» **Exercise 1**: Display each line of the records below that contains the word "blurred".

» **Extract provided**:
--- start ---

# A Big sleepy Bouff-head Bear!!



## DB1 (Jan 20, 2012)

Well thats how I would describe Dudley when I had nearly finished grooming him! decided not to go over him with clippers this time but just a little scissor trim here and there, guess I should do him shorter again soon.


----------



## Miss Lilly (Sep 12, 2014)

He looks gorgeous!


----------



## RuthMill (Jun 30, 2012)

Oh what a lovely boy! Looking lovely and fluffy!


----------



## Nanci (Mar 1, 2012)

To to tooooo cute!!! He looks sleepy!


----------



## Mazzapoo (Jul 28, 2013)

Beautiful cuddly wuddly Dudley 😍 Poppy is hyper after a groom, does it soothe him like a spa day for us?


----------



## DB1 (Jan 20, 2012)

Mazzapoo said:


> Beautiful cuddly wuddly Dudley 😍 Poppy is hyper after a groom, does it soothe him like a spa day for us?


hmmm, not sure i'd say soothed, he hates being bathed and his legs being done so that wears him out, but I think he quite likes his head being done, thats when he lays right down - or it could just be boredom by then!


----------



## Del17 (Mar 25, 2014)

Oh Dudley, you're just gorgeous! 


Sent from my iPhone using Tapatalk


----------



## Lindor (Feb 3, 2014)

He's beautiful! I like the longer coat. When I do Maggie that's all I do too, just a little off with the scissors so her coat is still long but not too long.


----------



## Tinman (Apr 23, 2013)

Just gorgeous!! And a great living advert for your great work x


----------



## arlo (Mar 11, 2013)

He looking so handsome. So cute he stayed on the table.


----------



## Marzi (Sep 17, 2012)

--- end ---

» **Exercise 2**: Take the forum thread about grooming Dudley further, starting after its last line.

» **Entries from a dataset**:
--- start ---

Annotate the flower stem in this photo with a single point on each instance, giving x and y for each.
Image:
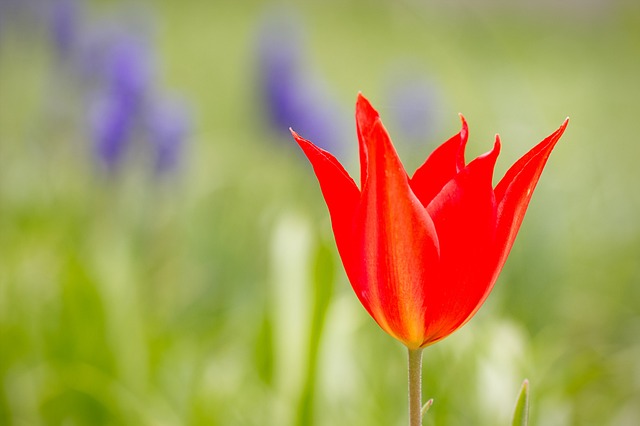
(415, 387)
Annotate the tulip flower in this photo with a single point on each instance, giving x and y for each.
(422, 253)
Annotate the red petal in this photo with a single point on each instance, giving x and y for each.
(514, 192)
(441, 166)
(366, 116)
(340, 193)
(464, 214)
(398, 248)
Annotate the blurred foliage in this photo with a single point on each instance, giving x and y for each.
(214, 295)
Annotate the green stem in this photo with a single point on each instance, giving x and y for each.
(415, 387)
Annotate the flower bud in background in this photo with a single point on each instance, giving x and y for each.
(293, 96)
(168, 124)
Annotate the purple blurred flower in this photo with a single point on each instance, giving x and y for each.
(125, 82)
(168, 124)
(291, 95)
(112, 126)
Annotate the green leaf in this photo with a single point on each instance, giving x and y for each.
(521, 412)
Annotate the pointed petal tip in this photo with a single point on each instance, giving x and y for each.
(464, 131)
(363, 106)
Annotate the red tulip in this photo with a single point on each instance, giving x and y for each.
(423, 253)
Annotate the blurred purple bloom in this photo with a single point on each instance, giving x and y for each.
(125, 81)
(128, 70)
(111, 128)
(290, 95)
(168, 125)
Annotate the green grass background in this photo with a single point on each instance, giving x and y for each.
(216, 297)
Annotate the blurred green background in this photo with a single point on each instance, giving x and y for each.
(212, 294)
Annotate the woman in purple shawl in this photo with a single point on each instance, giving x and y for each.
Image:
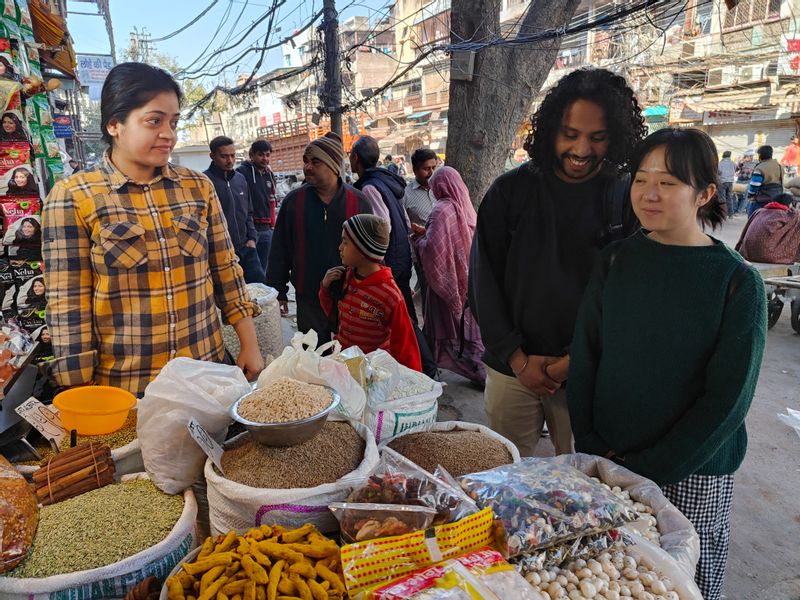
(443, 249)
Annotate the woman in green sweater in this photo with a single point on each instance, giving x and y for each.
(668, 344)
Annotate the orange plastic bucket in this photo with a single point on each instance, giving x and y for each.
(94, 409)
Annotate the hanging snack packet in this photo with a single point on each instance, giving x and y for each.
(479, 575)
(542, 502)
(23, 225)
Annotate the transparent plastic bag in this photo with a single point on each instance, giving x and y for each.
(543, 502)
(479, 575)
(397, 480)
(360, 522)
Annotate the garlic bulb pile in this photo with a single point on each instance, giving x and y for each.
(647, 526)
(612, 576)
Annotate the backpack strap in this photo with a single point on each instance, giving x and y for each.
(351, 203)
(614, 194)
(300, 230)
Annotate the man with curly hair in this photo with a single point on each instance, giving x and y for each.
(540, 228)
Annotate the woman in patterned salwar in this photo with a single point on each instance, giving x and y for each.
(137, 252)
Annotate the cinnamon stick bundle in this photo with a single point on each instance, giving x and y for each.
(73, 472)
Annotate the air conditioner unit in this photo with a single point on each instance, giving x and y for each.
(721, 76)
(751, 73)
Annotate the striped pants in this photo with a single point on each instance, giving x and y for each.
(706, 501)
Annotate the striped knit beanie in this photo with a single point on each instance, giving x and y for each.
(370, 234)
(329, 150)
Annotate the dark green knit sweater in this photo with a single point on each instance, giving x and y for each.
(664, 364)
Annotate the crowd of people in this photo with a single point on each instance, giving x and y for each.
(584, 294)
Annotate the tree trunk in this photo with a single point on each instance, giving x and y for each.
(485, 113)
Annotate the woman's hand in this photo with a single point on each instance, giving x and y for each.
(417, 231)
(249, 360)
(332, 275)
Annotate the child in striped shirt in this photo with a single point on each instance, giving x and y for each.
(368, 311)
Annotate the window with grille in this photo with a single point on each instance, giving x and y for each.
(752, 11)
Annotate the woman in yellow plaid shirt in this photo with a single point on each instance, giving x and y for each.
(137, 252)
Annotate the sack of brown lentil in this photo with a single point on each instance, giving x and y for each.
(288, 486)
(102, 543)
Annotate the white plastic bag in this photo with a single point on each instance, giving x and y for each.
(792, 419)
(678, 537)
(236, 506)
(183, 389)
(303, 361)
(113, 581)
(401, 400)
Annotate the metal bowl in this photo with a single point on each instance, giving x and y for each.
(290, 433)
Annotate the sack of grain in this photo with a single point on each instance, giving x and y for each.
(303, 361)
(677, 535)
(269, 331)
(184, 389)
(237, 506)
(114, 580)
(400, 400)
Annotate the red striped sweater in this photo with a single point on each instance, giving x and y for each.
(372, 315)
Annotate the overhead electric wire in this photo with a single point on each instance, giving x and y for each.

--- end ---

» **Right answer 1**:
Annotate the blurred foliage in this photo with a single point on each instance, giving x and y for each.
Annotate the purple blurred flower in this photo with a single point on each instance, giving x and y for each.
Annotate the blurred purple bloom in this photo with a single point on each instance, giving x and y for each.
Annotate the blurred green background in this photo with a single point on each instance, giving x and y for each.

» **Right answer 2**:
Oh Dudley! I love his clean fluffy legs


----------



## DB1 (Jan 20, 2012)

Ha ha, Marzi - you calling my boy ape face?!!


----------



## Marzi (Sep 17, 2012)

This is a spin off of how Tracey compared Dot to a mountain gorilla after one session at the groomers...


----------



## Marzi (Sep 17, 2012)

Here you go, just so you (Dudley) don't get a complex - Dot gorilla pics:


I think that Donna once said one of hers looked like a Planet of The Apes character after a groom, but I can't remember which one


----------



## Tinman (Apr 23, 2013)

Ha well done marzi on finding a white gorilla! X


----------



## RuthMill (Jun 30, 2012)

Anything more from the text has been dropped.